Work item
Exclude all pictures, then write out exactly the lines below from the first one through the line with "query: concrete column".

Data in this exercise below:

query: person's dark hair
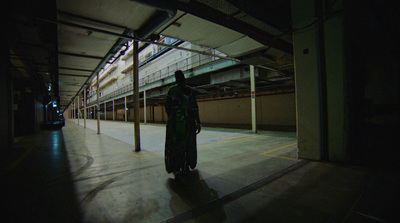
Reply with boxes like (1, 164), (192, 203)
(175, 70), (185, 84)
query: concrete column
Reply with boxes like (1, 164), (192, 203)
(77, 96), (80, 125)
(124, 96), (127, 122)
(73, 101), (75, 122)
(84, 88), (87, 128)
(144, 90), (147, 125)
(250, 65), (257, 133)
(292, 0), (347, 162)
(133, 40), (141, 152)
(112, 100), (115, 121)
(104, 102), (107, 120)
(97, 72), (100, 134)
(292, 0), (323, 160)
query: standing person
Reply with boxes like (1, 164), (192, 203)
(165, 70), (201, 177)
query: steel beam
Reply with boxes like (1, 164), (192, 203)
(124, 97), (127, 123)
(133, 40), (141, 152)
(77, 95), (80, 125)
(84, 88), (87, 128)
(97, 72), (100, 134)
(144, 90), (147, 125)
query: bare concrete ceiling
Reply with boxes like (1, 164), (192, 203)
(6, 0), (294, 112)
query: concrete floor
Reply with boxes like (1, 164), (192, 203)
(1, 119), (399, 222)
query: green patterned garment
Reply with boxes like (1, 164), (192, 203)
(165, 84), (199, 173)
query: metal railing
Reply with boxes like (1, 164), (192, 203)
(88, 52), (226, 106)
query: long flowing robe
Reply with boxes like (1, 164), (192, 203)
(165, 84), (198, 173)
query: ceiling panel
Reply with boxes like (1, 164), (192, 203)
(57, 0), (157, 31)
(58, 55), (102, 70)
(59, 75), (88, 83)
(216, 36), (266, 57)
(161, 13), (245, 49)
(58, 25), (118, 56)
(55, 0), (294, 111)
(8, 0), (295, 113)
(59, 68), (92, 76)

End of Data in this exercise.

Your response
query: person's dark hair
Reply with boxes like (1, 164), (192, 203)
(175, 70), (185, 84)
query: concrete column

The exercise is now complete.